— start Source document —
In Fall 2018, the NIC (North American Interfraternity Conference) – the leading trade association for college men’s fraternities – adopted a new set of Alcohol and Drug Guidelines, replacing the need for the continuation of FIPG and the FIPG Policy. The NIC Alcohol and Drug Guidelines in many ways are a rewrite of the FIPG Policy with little substantive change.

A safe, healthy, educational environment – one free from alcohol misuse, drug abuse, hazing, sexual assault, racism, and other mindless, reckless acts – represents the only kind of setting in which a genuine fraternity can truly prosper. No chapter or members can be committed to Sigma Nu’s cardinal principles of Love, Honor, and Truth without being equally determined to help create and present an environment in which these principles may be inculcated. Mature men realize that what separates Sigma Nu from a mere social club is exactly this commitment and determination. A true brotherhood will not tolerate irresponsible, rowdy, obscene, thoughtless actions which threaten the very existence of the chapter and its brotherhood, regardless of whether the perpetrator is a member (alumnus or collegian), guest, or unexpected visitor.

Sigma Nu Fraternity, and its chapters, face consequences as a result of incidents, accidents, disturbances, injuries, property damage, and so forth every year. These consequences can include insurance claims, lawsuits, loss of campus recognition, negative publicity, and increased insurance costs, in addition to the physical and emotional toll that will accompany an incident.

All of Sigma Nu’s risk reduction resources, including the Risk Reduction Policy, have one primary goal – to provide collegiate chapters and alumni entities tools to consistently create safe and enjoyable environments at events, activities, and chapter facilities.

Our Fraternity at Risk

In the litigious society of today, civil and criminal lawsuits are filed regularly against students, with settlements reaching into the millions of dollars, plus jail sentences and/or stiff fines for those students convicted. First, to help protect our chapters, house corporations, advisors, and our undergraduate members (as well as the General Fraternity), exposure to claims of liability must be reduced.

Second, the General Fraternity has purchased a general liability insurance policy which provides limited coverage for claims against each chapter and its members. Such protection would be unattainable at an affordable price without a successful risk reduction program, one which collegiate chapters understand, appreciate, implement, adhere to, and advocate. For this vital insurance protection to remain available, every collegiate member must stay alert to potential hazards and to take conscientious steps, to the extent that can be reasonably expected, to minimize the potential of personal injury and property damage.

Chapter officers have the crucial task of informing fellow Candidates, Brothers, and guests of the Risk Reduction Policy, while taking reasonable measures to help assure that the chapter, as a whole, and the members, individually, follow them.

Remember, any chapter and any individual can be sued for negligence at any time by anyone. It can happen to you and your chapter. Your best defense is to do all that is reasonable to prevent personal harm. However, when an accident happens on your watch (i.e. while you are a member of the collegiate chapter) it does no good to scapegoat as if you had felt no responsibility simply because you were not present. In a court case, the plaintiff’s attorney will do all possible to convince the judge and jury that you should be held accountable. After all, it’s your fraternity chapter and your Brotherhood-approved activity, he’ll claim. It is up to the judge and jury to decide, not you, the extent of your responsibility. If your chapter is host, you must prove beyond a reasonable doubt that everything reasonably expected of you and your Brotherhood was done to minimize the potential of an accident. If you can’t, you may be declared guilty of negligence. It’s as simple as that.
— end Source document —
— start Data lines —
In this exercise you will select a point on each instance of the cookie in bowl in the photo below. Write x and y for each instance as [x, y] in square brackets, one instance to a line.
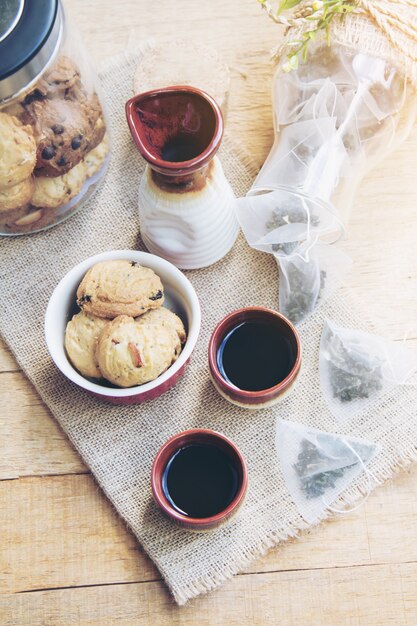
— end Data lines —
Task directions => Return the passage of the risk reduction text from "Second, the General" up to and including "and property damage.", copied word for word.

Answer to this task =>
Second, the General Fraternity has purchased a general liability insurance policy which provides limited coverage for claims against each chapter and its members. Such protection would be unattainable at an affordable price without a successful risk reduction program, one which collegiate chapters understand, appreciate, implement, adhere to, and advocate. For this vital insurance protection to remain available, every collegiate member must stay alert to potential hazards and to take conscientious steps, to the extent that can be reasonably expected, to minimize the potential of personal injury and property damage.